==== DATASET RECORDS

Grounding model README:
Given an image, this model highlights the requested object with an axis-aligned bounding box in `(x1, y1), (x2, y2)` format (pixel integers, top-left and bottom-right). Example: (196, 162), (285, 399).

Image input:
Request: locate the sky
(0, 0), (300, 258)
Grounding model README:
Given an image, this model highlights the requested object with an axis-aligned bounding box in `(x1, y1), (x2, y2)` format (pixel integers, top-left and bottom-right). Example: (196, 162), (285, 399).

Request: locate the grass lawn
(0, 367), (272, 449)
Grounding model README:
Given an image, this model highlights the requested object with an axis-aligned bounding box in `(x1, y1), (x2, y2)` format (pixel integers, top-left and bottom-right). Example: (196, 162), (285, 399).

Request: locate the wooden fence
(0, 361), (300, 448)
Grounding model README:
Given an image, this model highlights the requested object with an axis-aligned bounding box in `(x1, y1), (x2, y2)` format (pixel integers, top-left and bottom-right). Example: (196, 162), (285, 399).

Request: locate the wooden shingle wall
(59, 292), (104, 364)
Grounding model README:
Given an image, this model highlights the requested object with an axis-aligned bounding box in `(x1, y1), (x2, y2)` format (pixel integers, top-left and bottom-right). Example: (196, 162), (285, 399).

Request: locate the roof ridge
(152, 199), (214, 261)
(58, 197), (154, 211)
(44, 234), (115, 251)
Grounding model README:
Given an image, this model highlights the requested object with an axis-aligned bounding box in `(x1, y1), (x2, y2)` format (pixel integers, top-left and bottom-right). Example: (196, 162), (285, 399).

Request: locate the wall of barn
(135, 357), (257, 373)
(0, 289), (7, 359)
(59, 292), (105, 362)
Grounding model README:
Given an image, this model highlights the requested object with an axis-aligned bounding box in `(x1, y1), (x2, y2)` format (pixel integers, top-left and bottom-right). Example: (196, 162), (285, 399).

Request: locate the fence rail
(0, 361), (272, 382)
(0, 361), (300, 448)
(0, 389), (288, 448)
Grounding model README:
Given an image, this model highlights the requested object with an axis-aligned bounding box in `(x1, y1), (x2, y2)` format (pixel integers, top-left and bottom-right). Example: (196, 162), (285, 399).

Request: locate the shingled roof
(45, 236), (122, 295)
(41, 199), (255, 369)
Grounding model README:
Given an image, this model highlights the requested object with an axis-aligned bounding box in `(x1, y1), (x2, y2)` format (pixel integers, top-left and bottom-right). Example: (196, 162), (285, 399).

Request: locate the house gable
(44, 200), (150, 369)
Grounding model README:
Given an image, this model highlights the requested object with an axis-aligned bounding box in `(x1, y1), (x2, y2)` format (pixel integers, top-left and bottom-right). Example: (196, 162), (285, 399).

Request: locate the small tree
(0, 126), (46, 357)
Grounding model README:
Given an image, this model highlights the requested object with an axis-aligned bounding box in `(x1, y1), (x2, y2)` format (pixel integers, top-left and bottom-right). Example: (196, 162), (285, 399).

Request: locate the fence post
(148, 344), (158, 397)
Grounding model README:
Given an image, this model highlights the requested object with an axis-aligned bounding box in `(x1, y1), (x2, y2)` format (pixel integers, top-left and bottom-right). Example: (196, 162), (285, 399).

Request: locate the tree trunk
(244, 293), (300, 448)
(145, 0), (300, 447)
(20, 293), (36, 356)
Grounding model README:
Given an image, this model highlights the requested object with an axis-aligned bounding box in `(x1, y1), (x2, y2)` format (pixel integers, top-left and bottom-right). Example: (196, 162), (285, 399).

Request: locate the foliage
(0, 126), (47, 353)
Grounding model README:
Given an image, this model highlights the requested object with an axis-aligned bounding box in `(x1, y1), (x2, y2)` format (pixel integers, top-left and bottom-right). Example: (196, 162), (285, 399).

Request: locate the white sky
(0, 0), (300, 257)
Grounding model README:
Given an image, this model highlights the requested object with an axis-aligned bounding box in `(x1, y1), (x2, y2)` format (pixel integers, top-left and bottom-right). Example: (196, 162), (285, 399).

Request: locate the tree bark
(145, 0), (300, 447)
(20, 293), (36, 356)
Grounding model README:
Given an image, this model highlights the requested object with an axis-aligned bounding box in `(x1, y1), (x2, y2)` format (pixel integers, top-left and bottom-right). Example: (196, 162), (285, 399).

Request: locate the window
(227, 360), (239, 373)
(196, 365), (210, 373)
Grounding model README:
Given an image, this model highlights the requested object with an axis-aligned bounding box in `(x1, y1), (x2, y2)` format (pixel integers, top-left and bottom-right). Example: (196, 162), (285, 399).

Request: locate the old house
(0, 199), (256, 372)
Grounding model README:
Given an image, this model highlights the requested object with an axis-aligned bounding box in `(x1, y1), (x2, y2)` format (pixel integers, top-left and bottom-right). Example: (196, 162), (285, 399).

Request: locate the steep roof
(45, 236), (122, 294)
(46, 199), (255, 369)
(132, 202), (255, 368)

========

▶ WHAT NEEDS TO BE DONE: List every line of the records that contains the word "wall".

▶ OUTPUT OF THE EXERCISE:
Request: locate the wooden shingle wall
Request: locate the wall of barn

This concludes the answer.